#### [Written instruction]
Without altering anything, repeat each of the records.

[start of Data in this exercise]

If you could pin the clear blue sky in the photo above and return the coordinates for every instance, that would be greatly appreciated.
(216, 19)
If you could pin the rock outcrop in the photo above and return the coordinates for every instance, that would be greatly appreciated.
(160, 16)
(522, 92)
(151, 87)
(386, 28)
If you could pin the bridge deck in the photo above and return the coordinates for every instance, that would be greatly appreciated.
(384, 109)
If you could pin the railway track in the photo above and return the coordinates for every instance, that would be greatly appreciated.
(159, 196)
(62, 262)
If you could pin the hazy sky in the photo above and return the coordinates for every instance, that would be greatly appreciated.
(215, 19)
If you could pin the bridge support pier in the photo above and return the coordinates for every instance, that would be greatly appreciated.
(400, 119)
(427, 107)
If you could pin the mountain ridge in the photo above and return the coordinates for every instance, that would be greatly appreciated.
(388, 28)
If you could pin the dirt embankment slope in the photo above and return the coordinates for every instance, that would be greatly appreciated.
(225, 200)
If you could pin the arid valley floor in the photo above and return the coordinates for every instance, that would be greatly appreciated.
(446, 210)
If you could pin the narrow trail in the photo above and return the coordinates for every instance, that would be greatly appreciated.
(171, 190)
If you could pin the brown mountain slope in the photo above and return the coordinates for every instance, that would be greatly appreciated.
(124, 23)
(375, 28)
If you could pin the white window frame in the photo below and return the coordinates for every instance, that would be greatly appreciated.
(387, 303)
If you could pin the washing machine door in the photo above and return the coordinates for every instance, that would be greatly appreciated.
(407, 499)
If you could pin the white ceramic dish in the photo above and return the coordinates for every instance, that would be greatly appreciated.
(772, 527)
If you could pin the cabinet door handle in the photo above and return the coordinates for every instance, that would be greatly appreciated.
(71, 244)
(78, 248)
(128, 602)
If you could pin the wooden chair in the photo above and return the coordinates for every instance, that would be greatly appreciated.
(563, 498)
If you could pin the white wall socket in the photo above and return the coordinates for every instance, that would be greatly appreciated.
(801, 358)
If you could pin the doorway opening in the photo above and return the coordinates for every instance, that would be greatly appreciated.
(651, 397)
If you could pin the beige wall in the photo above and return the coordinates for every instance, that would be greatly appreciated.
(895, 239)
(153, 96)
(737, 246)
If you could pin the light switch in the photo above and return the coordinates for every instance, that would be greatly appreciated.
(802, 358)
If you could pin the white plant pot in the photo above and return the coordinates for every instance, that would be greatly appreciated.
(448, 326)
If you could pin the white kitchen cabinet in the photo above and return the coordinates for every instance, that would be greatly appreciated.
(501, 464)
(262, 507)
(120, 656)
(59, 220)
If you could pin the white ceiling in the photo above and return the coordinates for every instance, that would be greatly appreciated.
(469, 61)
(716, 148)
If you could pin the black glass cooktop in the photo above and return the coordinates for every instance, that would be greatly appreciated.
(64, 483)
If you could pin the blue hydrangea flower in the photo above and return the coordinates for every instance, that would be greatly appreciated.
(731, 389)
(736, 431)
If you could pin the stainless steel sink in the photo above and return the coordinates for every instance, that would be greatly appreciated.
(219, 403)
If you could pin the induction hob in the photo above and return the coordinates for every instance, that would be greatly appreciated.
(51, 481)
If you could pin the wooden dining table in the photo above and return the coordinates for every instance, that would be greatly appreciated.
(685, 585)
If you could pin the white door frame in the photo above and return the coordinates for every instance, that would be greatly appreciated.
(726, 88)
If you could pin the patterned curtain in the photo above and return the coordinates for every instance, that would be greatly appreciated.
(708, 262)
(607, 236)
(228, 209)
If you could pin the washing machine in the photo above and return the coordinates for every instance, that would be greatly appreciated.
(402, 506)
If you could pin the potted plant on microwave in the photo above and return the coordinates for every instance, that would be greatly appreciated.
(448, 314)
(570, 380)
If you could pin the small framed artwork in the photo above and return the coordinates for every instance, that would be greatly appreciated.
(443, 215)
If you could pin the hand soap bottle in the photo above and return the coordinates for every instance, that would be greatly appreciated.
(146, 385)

[end of Data in this exercise]

#### [Exercise answer]
If you could pin the clear blue sky in the photo above and return the coordinates for every instance, that would be greatly appreciated.
(216, 19)
If you could pin the rock outcrop in the photo above and return the coordinates for every instance, that would be greatly appreciated.
(160, 16)
(522, 92)
(151, 87)
(386, 28)
If you could pin the bridge deck in the photo above and return the coordinates for every instance, that would be greatly appreciated.
(384, 109)
If you could pin the railway track in the photo above and return the coordinates for every instance, that would be greatly appreciated.
(159, 196)
(62, 262)
If you could pin the hazy sky in the photo above and return the coordinates for every instance, that would be greatly appreciated.
(215, 19)
If you could pin the bridge support pier in the photo above and return the coordinates for every instance, that would be greatly appreciated.
(400, 119)
(427, 107)
If you could pin the mountain ridge in the photo above and return the coordinates for every instance, that would be greatly appreciated.
(388, 28)
If you could pin the dirt embankment slope in the photo above and return the coordinates for every instance, that would be greatly appreciated.
(225, 200)
If you could pin the arid valley floor in the photo above and return the coordinates for every instance, that would be greatly appreciated.
(446, 210)
If you could pin the narrow trail in the photo above and return the coordinates for every instance, that would be greatly appreciated.
(171, 190)
If you could pin the brown mountain slope in the photo above and return the coordinates for every instance, that would be greatly appreciated.
(124, 23)
(375, 28)
If you could pin the white window frame in the photo below and return the coordinates for every instance, that would be greatly appreciated.
(387, 303)
If you could pin the washing machine door in the photo above and return the coordinates for every instance, that would be greatly appreciated.
(407, 499)
If you could pin the white ceramic dish in the photo above and return the coordinates for every instance, that would be greatly appreciated.
(772, 527)
If you could pin the cabinet door handle in the photo above and return the coordinates for every instance, that would be greatly appreciated.
(71, 244)
(78, 248)
(128, 602)
If you could pin the wooden chair in the photo above and return the coordinates for every instance, that would be greatly appreciated.
(563, 498)
If you could pin the white wall socket in the photo above and return the coordinates for every instance, that would be greatly appreciated.
(801, 358)
If you could pin the doorway opening in the photo above and return the coordinates for every instance, that would be greatly appreciated.
(651, 397)
If you could pin the beige wall in the photo above and return the coordinates for every instance, that would be greatly appreciated.
(895, 239)
(153, 96)
(737, 246)
If you could pin the light switch in the photo above and return the coordinates for every instance, that would be greatly appreciated.
(802, 358)
If you could pin the white plant pot in the photo above and return the coordinates for every instance, that would be greatly appreciated.
(448, 326)
If you could pin the white kitchen cabinet in the photo above and return the coordinates for every instance, that would be greatly appreciated.
(501, 464)
(262, 507)
(120, 656)
(59, 220)
If you could pin the white ceiling in the photo above and return the coordinates for every instance, that would be greatly appreciated.
(469, 61)
(716, 148)
If you could pin the black glass cooktop in the photo above and return the coordinates for every instance, that would be greatly appreciated.
(64, 483)
If you could pin the blue hydrangea flower in the photo above and return the coordinates for every instance, that would be greatly appreciated.
(731, 389)
(736, 431)
If you could pin the stainless steel sink in the photo above and return the coordinates for every instance, that would be greatly appreciated.
(219, 403)
If you could pin the induction hob in the photo above and return the coordinates for every instance, that would be greatly appreciated.
(51, 481)
If you could pin the wooden dining table in the photo above and return the coordinates for every instance, that would be greatly appreciated.
(685, 585)
If you could pin the white door frame in the photo above and return the coordinates for every instance, that would be greatly appreciated.
(726, 88)
If you could pin the patterned curtain in the photo above and return the coordinates for every instance, that would be greatly appreciated.
(708, 262)
(607, 236)
(228, 209)
If you could pin the washing machine in the photo above and return the coordinates for every instance, that would be greatly appreciated.
(402, 506)
If you could pin the potted plant on microwave in the photo above and return the coordinates for every instance, that would be greatly appreciated.
(448, 314)
(570, 380)
If you could pin the small framed artwork in the photo above and return the coordinates for every instance, that would be greatly appreciated.
(443, 215)
If you could pin the hand soap bottle in the photo above and return the coordinates for every instance, that would be greatly appreciated.
(146, 385)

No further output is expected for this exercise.